━━━━━ Supplied material ━━━━━

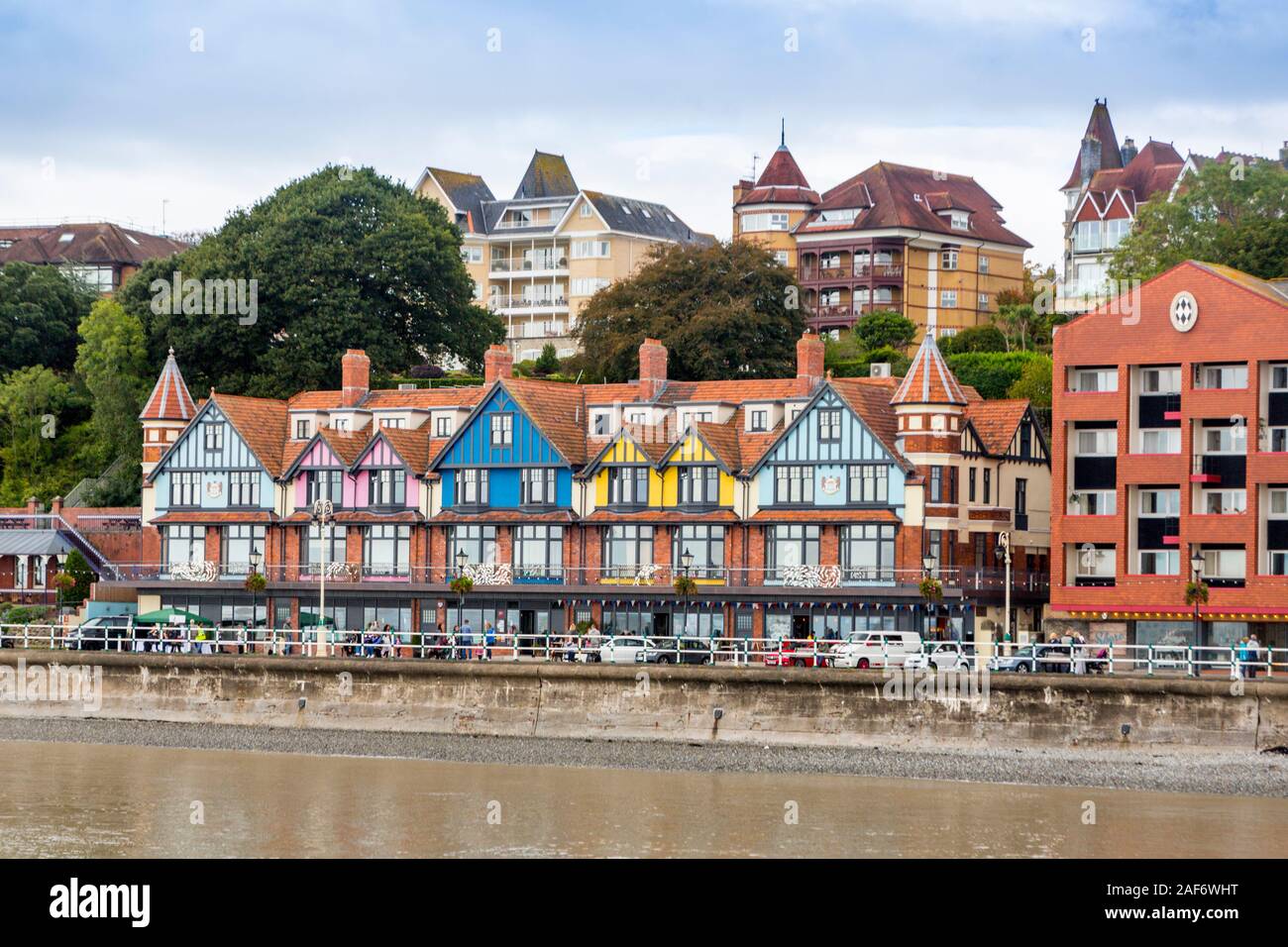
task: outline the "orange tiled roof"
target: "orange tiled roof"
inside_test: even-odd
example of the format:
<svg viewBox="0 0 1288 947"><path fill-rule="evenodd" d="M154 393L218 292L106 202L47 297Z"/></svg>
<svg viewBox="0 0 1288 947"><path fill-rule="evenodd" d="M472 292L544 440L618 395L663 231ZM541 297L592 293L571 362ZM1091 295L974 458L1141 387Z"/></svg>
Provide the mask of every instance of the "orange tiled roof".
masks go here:
<svg viewBox="0 0 1288 947"><path fill-rule="evenodd" d="M161 366L161 378L157 379L148 396L147 403L139 412L140 421L191 421L197 414L197 406L192 402L188 385L183 381L179 363L174 359L174 349L165 358Z"/></svg>

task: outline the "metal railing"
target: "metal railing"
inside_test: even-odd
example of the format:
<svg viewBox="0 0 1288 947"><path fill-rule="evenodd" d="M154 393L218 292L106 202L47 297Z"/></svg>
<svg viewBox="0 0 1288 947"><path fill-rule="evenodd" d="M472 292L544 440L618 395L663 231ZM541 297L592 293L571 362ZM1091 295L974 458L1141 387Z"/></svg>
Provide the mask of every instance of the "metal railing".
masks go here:
<svg viewBox="0 0 1288 947"><path fill-rule="evenodd" d="M544 633L468 625L442 633L330 626L129 625L81 630L48 624L0 625L0 648L30 651L1288 679L1288 648L1260 647L1253 652L1238 646L993 643L988 646L990 655L980 655L971 642L922 642L916 635L908 640L907 648L893 644L890 630L857 631L844 638L750 638L612 629Z"/></svg>

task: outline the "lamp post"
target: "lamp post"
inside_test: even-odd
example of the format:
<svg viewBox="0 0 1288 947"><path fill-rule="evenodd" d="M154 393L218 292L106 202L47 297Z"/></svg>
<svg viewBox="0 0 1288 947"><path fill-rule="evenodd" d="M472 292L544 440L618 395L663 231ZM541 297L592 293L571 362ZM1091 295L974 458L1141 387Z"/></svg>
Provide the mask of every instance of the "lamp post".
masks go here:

━━━━━

■ The request: Transcribe each line above verbatim, with the pictures left out.

■ Solution to the exercise:
task: outline the "orange tiled roof"
target: "orange tiled roof"
inside_test: even-odd
example of the format:
<svg viewBox="0 0 1288 947"><path fill-rule="evenodd" d="M154 393L218 292L106 202L47 297Z"/></svg>
<svg viewBox="0 0 1288 947"><path fill-rule="evenodd" d="M472 292L544 440L618 395L663 231ZM541 297L592 293L571 362ZM1091 295L974 458L1141 387Z"/></svg>
Provide the mask of every instance of the "orange tiled roof".
masks go here:
<svg viewBox="0 0 1288 947"><path fill-rule="evenodd" d="M161 366L161 378L157 379L148 396L147 403L139 412L140 421L191 421L197 414L197 406L192 402L188 385L183 381L179 363L174 359L174 349L165 358Z"/></svg>

task: outline the "metal railing"
target: "metal railing"
inside_test: even-odd
example of the format:
<svg viewBox="0 0 1288 947"><path fill-rule="evenodd" d="M154 393L218 292L106 202L47 297Z"/></svg>
<svg viewBox="0 0 1288 947"><path fill-rule="evenodd" d="M472 292L544 440L618 395L663 231ZM541 297L592 293L571 362ZM1091 295L974 458L1141 387Z"/></svg>
Provide the mask of every instance of the "metal railing".
masks go here:
<svg viewBox="0 0 1288 947"><path fill-rule="evenodd" d="M544 633L468 625L442 633L330 626L129 625L81 630L48 624L0 625L0 648L30 651L1288 679L1288 648L1260 647L1253 652L1238 646L993 643L988 646L990 655L980 655L971 642L922 642L916 635L908 640L907 648L893 644L890 630L857 631L844 638L750 638L612 629Z"/></svg>

task: outline the "lamp post"
target: "lamp post"
inside_test: even-odd
example of the format:
<svg viewBox="0 0 1288 947"><path fill-rule="evenodd" d="M154 393L218 292L106 202L47 297Z"/></svg>
<svg viewBox="0 0 1288 947"><path fill-rule="evenodd" d="M472 292L544 440L618 395L663 231ZM541 297L592 293L571 362ZM1091 295L974 458L1141 387Z"/></svg>
Provide the mask of every instance of the "lamp post".
masks go here:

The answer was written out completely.